─── SOURCE EXTRACT

When Springtime comes to Southern Nevada we are drawn outside to enjoy the warmer temperatures and outdoor activities. As we’ve seen, these warmer temperatures begin to rise faster than most of us would like eventually leading to the Summer season. This occurs because the Earth’s rotation brings us closer to the sun during this time of year, exposing us to higher levels of Ultraviolet (UV) Radiation. The official start of Summer is June 20, 2017 and it will soon be over 100 degrees consistently. It is important to remember to protect ourselves and our skin from the sun’s UV radiation because it is known to damage our skin cells and is a major contributor to the development of skin cancers.
May is Melanoma Awareness Month.
With this in mind, Dr. Daulat and I felt it necessary to remind our friends about the dangers associated with Melanoma. Melanoma develops when the pigment cells in our skin, named Melanocytes, become damaged by the sun’s UV rays. The abnormal pigment cells begin to spread out into the surrounding skin and produce irregularly shaped and irregularly pigmented skin lesions. These lesions typically begin as a flat, dark brown or black lesion within the skin that most people would refer to as a “freckle”, which is actually a pigmented mole. Some of these moles may have been present for years before undergoing changes and it is, typically, after repeated sun exposures and burns that the lesions noticeably change.
It is recommended that people perform self-examination of their skin frequently to watch for any visible changes in their moles (ABCDE of Melanoma): 1) irregular shape (Asymmetry), 2) irregular margins of a mole (Border changes), 3) irregular color (Color changes), 4) growing lesions (moles that are growing quickly or Diameter larger than a pencil eraser ~ 6mm) and 5) an existing mole that begins to change (Evolution). Additionally, a professional skin exam is recommended, at least annually, and more frequently if individuals have a personal history or family history of abnormal moles or melanoma.

──────
─── PROVIDED DATA

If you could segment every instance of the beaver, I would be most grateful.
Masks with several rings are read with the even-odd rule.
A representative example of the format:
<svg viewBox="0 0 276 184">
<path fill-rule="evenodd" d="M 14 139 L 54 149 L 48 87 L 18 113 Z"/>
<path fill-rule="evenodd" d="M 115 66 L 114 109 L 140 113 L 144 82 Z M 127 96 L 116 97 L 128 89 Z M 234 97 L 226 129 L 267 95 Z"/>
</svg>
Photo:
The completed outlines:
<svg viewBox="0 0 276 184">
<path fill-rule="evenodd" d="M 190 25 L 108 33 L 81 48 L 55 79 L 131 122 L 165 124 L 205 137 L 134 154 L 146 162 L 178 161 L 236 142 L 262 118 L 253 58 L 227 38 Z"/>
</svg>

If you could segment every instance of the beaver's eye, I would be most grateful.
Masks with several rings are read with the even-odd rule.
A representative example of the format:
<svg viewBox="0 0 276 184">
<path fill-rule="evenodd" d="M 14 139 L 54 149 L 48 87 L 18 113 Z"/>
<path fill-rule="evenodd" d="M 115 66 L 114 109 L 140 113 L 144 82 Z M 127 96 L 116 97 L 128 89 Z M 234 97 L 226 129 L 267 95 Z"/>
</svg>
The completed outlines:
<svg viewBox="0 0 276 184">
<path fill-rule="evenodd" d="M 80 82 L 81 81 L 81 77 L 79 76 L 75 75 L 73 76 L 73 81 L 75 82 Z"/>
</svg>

──────

# GOAL OF THE EXERCISE:
Return the entire melanoma awareness text, unchanged and word for word.

# RESPONSE BOX:
When Springtime comes to Southern Nevada we are drawn outside to enjoy the warmer temperatures and outdoor activities. As we’ve seen, these warmer temperatures begin to rise faster than most of us would like eventually leading to the Summer season. This occurs because the Earth’s rotation brings us closer to the sun during this time of year, exposing us to higher levels of Ultraviolet (UV) Radiation. The official start of Summer is June 20, 2017 and it will soon be over 100 degrees consistently. It is important to remember to protect ourselves and our skin from the sun’s UV radiation because it is known to damage our skin cells and is a major contributor to the development of skin cancers.
May is Melanoma Awareness Month.
With this in mind, Dr. Daulat and I felt it necessary to remind our friends about the dangers associated with Melanoma. Melanoma develops when the pigment cells in our skin, named Melanocytes, become damaged by the sun’s UV rays. The abnormal pigment cells begin to spread out into the surrounding skin and produce irregularly shaped and irregularly pigmented skin lesions. These lesions typically begin as a flat, dark brown or black lesion within the skin that most people would refer to as a “freckle”, which is actually a pigmented mole. Some of these moles may have been present for years before undergoing changes and it is, typically, after repeated sun exposures and burns that the lesions noticeably change.
It is recommended that people perform self-examination of their skin frequently to watch for any visible changes in their moles (ABCDE of Melanoma): 1) irregular shape (Asymmetry), 2) irregular margins of a mole (Border changes), 3) irregular color (Color changes), 4) growing lesions (moles that are growing quickly or Diameter larger than a pencil eraser ~ 6mm) and 5) an existing mole that begins to change (Evolution). Additionally, a professional skin exam is recommended, at least annually, and more frequently if individuals have a personal history or family history of abnormal moles or melanoma.